(EXTRACT PROVIDED begins)

Cheryl Crist: Try a ‘peaceful green economy’
Cheryl Crist, along with the other five candidates for the 3rd District seat in the U.S. House of Representatives, took center stage during a forum at Clark College on July 8.
Saturday, July 24, 2010
The Columbian is profiling the six candidates who are running for the open 3rd Congressional District seat. With Democratic U.S. Rep. Brian Baird’s retirement from Congress, the seat representing Southwest Washington has grabbed national attention as one of a handful of toss-up congressional races in the nation.
Republicans see a chance to retake control of the U.S. House and their first opportunity in a dozen years to win the 3rd. Democrats hope to hold onto the seat by coalescing around a single leading candidate. Voters’ first chance to weigh in on this important race will come in the Aug. 17 top-two primary. Ballots will be mailed late next week.
In conjunction with this series, The Columbian is publishing all the candidates’ responses to its questionnaire on major issues that will face the next Congress. Those responses are available at http://www.columbian.com/politics.
• Wednesday: David Castillo, Republican.
• Thursday: Denny Heck, Democrat.
• Friday: Jaime Herrera, Republican.
• Today: David W. Hedrick, Republican; Cheryl Crist, Democrat; Norma Jean Stevens, Independent.
Cheryl Crist
Democrat
• Age: 66.
• Residence: Olympia.
• Occupation: Citizen activist.
• Political background: Ran for Congress in 2008.
• Quote: “Government can be a place where we come together to build a brighter future.”
• Campaign funds raised: $6,706 (as of March 31).
• Campaign website: www.cristforcongress.us.
Cheryl Crist has been a lot of things: high school teacher, military wife and mother, radio personality, stockbroker, manager of an adult day care facility, real estate agent, yoga teacher, antiwar activist.
Now Crist, a progressive Olympia Democrat, is making her second serious run for the 3rd Congressional District seat. And though the state Democratic Party snubbed her at its convention in Vancouver last month, she’s determined as she travels across the district delivering her message about the high costs of war and the choices the nation faces.
She stresses that she is not anti-military. Her 37-year-old son is on active duty in the Air Force. She was married to an Air Force fighter pilot for many years.
Yet she warns that the United States government is starving domestic programs and threatening future generations by funding the ongoing wars in Iraq and Afghanistan and maintaining 800 military bases in more than 130 nations around the globe.

(EXTRACT PROVIDED ends)
(INFORMATION SHOWN begins)

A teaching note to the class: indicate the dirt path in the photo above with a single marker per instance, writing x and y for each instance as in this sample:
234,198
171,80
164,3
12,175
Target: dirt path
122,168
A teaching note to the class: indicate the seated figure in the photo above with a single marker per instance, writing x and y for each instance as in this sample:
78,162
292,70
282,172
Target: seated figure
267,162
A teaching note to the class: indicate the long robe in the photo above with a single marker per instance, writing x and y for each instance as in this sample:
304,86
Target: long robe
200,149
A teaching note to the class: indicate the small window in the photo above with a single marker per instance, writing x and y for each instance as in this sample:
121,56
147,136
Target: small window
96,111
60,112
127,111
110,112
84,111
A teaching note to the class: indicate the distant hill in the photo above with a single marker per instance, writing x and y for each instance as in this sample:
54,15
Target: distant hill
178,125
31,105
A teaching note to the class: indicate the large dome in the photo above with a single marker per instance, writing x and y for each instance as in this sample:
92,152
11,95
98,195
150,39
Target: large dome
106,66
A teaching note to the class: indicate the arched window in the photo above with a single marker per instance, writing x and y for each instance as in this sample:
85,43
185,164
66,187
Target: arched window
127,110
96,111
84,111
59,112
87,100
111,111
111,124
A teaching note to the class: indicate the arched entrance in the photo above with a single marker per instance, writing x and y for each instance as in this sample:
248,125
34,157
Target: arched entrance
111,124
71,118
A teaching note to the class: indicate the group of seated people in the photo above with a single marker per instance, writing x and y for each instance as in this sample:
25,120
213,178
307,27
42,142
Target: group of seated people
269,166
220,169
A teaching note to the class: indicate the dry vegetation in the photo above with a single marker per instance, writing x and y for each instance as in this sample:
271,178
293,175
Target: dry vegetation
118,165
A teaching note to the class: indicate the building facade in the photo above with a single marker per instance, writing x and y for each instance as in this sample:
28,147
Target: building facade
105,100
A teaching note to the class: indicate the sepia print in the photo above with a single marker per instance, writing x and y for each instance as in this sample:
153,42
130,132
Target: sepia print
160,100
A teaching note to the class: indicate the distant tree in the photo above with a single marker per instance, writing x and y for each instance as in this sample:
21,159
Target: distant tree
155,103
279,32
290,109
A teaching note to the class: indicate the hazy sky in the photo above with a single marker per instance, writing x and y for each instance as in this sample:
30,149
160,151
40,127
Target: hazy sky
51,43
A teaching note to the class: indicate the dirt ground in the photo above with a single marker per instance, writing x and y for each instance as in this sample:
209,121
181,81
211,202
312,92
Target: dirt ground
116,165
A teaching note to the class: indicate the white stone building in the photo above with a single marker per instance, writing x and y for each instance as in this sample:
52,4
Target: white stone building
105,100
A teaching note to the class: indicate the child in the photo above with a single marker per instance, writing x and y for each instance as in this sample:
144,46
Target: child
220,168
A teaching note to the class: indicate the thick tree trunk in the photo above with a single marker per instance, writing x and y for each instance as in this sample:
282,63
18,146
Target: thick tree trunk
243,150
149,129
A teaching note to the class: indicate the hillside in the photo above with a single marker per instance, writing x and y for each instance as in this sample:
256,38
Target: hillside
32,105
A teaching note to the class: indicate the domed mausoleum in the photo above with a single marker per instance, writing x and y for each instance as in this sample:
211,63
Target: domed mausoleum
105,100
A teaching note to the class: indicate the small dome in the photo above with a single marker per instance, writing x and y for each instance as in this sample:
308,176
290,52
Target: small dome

(INFORMATION SHOWN ends)

> [CHECK YOUR UNDERSTANDING]:
a - Translate this sentence from the Cheryl Crist profile into Spanish: "She stresses that she is not anti-military."
b - What occupation does the Cheryl Crist profile list for her?
c - Write a continuation of the newspaper profile of congressional candidate Cheryl Crist, starting right after its final sentence.

> [WRITTEN ANSWERS]:
a - Ella recalca que no es antimilitarista.

b - Citizen activist.

c -
“We are building eight new military bases along the east coast of Africa to protect our oil,” she told The Columbian’s editorial board. That money could be going to education, health care and other domestic needs, she said — and to building “a peaceful green economy.”
On campaign stops, Crist hands out a pie chart from the website www.nationalpriorities.org showing that 48 percent of federal government spending goes to current and past military expenses. Taxpayers in the 3rd District have paid $2.5 billion toward military operations in Iraq, Afghanistan and Pakistan since 2001, she says — enough to pay the salaries of 3,094 elementary school teachers or build 9,048 affordable housing units.
Crist has been endorsed by the Progressive Caucus of the state Democratic Party, which is considerably to the left of the state party leadership. She favors public funding of political campaigns, a progressive position.
To raise money for the federal government, this former stockbroker advocates a tax on financial transactions. The nation had such a tax until 1966, she said, and restoring the tax could balance the federal budget after nearly a decade of red ink.
At a July 8 candidate forum in Vancouver, Crist advocated the establishment of state banks to make loans to small businesses that can’t get credit from private banks.
She also drew a smattering of applause when she advocated opening Medicare to everyone as a way to guarantee universal health care.
Crist is well-known in Olympia, where she has been a Democratic precinct committee officer for a dozen years. She campaigned for U.S. Rep. Brian Baird in his successful 1998 race for Congress, but says, “Baird left us” when he supported President George W. Bush’s Iraq troop surge. She ran against Baird in 2008 and decided to make the race again this year because of her concern about the nation’s priorities. “I knew too much to sit and do nothing,” she said.
Crist runs a no-frills campaign and delivers her dire message with a disarming cheerfulness and the expectation that people will be receptive.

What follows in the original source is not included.